THE PROBLEM
In the data, change every "navy puffer jacket" to "gray wool coat" and write out all the lines again with nothing else altered, leaving the pictures out.

--- begin ---

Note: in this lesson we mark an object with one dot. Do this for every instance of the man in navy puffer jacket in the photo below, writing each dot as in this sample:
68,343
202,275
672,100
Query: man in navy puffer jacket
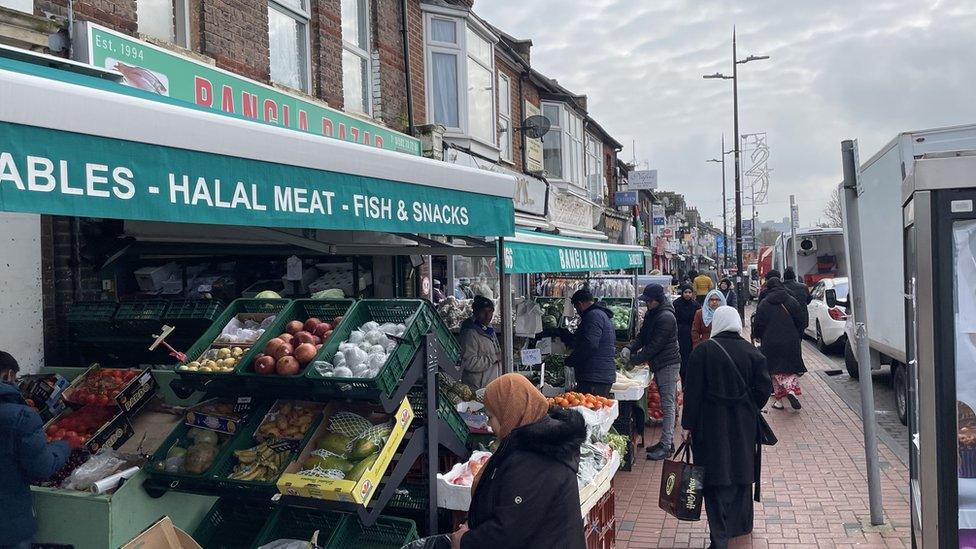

--- end ---

ANSWER FOR THE TASK
Note: in this lesson we mark an object with one dot. Do this for every instance of the man in gray wool coat in the photo below, writing each dot as in this sample:
68,343
202,275
672,100
Query: man in gray wool coat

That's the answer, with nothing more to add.